===== TASK INPUT =====

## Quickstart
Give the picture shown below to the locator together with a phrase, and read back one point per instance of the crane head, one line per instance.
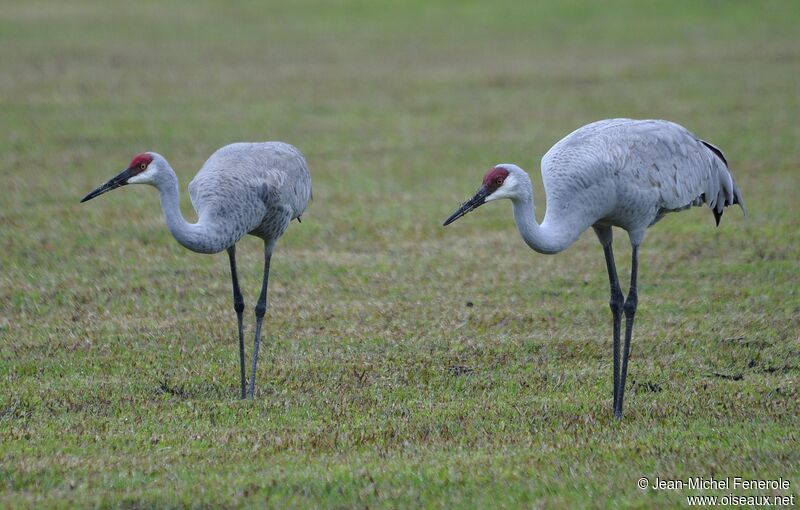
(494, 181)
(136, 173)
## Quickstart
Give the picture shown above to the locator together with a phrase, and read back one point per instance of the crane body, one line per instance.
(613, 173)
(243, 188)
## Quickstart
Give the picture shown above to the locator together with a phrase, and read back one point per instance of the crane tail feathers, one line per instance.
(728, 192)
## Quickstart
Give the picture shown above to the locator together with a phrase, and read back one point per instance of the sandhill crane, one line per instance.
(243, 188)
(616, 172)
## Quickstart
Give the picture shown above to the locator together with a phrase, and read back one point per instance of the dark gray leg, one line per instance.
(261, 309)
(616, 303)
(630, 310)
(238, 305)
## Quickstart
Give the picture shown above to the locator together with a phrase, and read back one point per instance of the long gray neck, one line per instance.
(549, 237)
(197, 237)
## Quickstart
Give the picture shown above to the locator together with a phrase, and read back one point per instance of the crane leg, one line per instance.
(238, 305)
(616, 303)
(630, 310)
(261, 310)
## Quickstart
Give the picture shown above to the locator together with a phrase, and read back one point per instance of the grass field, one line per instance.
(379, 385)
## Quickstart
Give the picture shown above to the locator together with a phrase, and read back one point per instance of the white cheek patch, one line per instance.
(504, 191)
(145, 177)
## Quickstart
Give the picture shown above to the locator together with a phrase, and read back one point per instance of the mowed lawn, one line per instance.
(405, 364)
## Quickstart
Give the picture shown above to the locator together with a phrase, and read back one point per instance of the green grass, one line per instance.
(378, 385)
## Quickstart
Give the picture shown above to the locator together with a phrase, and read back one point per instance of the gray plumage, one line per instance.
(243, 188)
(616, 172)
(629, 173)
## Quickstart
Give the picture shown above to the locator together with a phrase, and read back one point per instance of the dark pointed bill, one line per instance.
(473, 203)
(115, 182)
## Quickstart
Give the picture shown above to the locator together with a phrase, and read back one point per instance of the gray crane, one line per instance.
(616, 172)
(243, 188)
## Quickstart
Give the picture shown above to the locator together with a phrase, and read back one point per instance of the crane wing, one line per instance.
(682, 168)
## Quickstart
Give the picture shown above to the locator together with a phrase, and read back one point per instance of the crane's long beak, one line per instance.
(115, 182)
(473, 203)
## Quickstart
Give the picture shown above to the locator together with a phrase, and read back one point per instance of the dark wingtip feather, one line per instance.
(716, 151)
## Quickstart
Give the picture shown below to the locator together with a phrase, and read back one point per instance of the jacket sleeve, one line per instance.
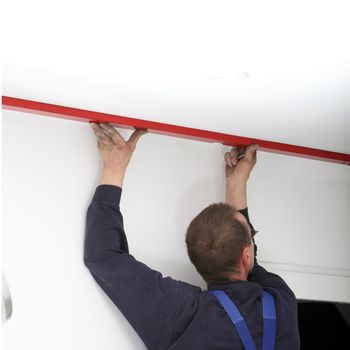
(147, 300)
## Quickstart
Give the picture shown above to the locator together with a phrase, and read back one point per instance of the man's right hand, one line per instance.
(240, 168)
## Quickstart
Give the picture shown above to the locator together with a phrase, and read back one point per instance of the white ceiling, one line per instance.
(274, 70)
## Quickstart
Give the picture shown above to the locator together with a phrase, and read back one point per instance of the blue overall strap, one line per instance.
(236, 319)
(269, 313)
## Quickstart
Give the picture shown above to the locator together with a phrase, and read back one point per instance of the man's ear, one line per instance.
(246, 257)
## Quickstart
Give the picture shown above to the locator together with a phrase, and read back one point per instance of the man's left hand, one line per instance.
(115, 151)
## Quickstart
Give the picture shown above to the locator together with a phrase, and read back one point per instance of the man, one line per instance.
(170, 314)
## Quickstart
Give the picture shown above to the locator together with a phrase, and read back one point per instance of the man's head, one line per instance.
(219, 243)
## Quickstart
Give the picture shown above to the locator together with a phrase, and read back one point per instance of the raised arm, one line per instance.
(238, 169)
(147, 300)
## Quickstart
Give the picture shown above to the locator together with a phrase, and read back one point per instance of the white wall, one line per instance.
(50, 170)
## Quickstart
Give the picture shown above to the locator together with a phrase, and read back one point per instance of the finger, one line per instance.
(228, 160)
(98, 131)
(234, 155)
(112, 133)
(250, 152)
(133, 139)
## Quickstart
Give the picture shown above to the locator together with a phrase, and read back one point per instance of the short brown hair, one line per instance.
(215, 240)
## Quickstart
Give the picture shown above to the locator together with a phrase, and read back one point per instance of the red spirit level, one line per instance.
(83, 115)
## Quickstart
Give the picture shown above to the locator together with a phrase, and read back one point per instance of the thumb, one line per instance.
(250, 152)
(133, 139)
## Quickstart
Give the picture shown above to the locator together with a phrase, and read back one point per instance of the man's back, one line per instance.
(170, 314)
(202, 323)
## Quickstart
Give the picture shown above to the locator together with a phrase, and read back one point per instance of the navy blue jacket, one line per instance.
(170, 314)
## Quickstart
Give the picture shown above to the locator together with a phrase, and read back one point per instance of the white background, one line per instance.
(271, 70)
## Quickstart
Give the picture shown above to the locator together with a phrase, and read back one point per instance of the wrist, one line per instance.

=====
===== TASK INPUT =====

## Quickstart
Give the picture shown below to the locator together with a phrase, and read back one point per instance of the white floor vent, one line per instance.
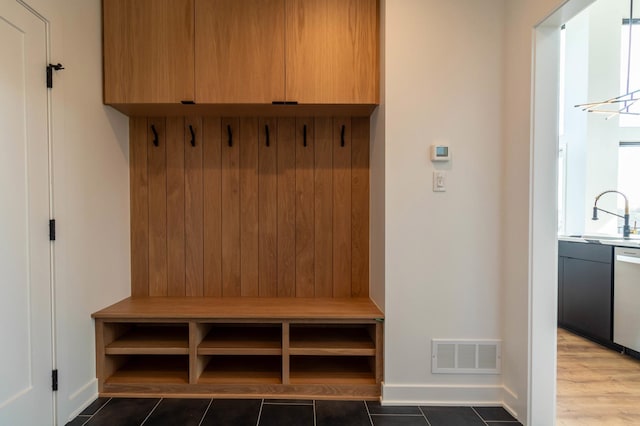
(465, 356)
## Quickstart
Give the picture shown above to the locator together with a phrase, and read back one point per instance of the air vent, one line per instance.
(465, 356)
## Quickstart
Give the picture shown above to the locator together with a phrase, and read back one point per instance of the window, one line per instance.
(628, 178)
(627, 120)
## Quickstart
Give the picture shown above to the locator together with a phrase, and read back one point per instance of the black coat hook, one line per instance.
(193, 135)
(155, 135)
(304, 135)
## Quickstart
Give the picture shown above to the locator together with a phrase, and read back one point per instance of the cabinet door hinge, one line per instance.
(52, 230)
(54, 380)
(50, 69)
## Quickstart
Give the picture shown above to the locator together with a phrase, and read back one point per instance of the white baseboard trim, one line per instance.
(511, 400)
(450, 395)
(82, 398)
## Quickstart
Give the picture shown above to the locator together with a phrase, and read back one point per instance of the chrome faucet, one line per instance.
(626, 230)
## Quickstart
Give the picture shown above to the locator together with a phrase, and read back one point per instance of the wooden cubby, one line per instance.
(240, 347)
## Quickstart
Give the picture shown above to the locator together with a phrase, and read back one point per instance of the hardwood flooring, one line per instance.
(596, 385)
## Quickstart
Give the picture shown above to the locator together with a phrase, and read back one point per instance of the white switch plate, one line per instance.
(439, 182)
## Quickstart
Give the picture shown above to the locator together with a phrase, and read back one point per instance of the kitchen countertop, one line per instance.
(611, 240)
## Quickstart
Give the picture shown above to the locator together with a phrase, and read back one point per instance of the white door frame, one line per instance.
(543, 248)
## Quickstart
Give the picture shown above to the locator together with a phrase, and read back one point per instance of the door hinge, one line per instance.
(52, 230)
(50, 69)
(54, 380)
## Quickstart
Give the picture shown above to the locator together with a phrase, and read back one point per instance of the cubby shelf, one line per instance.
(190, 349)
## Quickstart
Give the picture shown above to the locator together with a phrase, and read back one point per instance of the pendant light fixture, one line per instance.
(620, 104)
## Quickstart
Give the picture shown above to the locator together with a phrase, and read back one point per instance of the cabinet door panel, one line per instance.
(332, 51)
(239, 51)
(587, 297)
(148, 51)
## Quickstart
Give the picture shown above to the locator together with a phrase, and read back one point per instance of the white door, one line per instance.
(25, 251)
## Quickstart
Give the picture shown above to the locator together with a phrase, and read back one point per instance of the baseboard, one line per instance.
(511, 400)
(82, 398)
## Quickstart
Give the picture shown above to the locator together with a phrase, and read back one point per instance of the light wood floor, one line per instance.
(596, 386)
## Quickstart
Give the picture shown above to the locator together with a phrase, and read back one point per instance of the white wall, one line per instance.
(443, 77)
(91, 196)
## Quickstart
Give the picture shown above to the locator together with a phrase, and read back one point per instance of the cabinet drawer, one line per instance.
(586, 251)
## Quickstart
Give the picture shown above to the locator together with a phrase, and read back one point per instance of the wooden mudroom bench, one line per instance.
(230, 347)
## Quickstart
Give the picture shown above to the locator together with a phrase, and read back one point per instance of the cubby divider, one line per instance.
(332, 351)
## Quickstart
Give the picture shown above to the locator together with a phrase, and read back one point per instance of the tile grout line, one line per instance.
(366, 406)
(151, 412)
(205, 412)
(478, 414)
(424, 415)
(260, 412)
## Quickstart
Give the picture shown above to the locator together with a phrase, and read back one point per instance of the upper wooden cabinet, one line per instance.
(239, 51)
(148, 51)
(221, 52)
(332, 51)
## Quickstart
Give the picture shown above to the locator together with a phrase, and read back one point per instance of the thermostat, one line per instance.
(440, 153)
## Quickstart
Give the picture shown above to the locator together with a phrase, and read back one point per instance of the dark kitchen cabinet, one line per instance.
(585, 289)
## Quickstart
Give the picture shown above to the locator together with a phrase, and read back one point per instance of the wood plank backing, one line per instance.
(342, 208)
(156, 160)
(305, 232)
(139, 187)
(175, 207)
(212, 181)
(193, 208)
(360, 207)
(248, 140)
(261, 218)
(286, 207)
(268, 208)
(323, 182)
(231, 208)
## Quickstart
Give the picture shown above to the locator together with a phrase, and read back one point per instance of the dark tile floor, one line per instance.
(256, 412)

=====
===== TASK INPUT =====

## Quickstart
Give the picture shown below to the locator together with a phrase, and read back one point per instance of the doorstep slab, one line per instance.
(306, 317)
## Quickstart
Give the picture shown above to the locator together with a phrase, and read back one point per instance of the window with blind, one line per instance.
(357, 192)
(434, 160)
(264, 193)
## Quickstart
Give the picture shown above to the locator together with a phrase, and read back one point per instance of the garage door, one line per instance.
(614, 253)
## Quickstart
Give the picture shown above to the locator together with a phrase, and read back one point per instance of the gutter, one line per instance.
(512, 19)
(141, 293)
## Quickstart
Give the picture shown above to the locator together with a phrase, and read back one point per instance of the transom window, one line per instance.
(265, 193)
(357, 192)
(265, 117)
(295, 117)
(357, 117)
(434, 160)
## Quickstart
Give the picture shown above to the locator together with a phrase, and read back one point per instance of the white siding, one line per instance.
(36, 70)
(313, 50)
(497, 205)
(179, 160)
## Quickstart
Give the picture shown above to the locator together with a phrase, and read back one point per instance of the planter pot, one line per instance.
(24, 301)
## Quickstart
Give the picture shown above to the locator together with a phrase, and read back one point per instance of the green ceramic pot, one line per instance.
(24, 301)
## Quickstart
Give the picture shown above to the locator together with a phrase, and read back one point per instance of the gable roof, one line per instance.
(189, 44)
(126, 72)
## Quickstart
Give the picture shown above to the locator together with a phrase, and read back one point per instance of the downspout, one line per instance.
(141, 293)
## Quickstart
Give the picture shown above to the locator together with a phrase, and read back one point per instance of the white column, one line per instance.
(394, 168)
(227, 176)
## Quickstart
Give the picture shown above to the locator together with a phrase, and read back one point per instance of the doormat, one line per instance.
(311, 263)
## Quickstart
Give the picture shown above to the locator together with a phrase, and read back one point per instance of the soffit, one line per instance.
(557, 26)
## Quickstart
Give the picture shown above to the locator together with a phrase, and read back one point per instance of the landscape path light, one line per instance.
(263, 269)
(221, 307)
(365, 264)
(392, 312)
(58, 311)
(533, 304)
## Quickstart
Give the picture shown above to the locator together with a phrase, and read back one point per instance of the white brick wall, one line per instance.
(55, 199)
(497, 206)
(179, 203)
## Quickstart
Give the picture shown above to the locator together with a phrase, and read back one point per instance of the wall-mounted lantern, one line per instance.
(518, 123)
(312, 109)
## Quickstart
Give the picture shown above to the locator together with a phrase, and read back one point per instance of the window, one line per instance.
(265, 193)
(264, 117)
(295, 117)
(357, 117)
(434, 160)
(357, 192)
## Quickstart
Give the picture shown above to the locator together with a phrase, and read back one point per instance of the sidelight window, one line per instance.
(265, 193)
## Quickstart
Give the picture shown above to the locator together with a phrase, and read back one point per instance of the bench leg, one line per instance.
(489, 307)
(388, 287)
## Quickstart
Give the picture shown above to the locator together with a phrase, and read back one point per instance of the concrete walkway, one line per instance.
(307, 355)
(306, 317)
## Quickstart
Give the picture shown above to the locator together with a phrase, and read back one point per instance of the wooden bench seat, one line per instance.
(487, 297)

=====

- DIRECTIONS -
Extract every line from the items above that contains the word "head". Case counts.

- SOLUTION -
Give the picture shown below to the locator together with a phrase, and read back one point per instance of the crane head, one line per instance.
Give the picture shown above to the locator together with a phrase, and read back one point per instance of the man's head, one line per instance.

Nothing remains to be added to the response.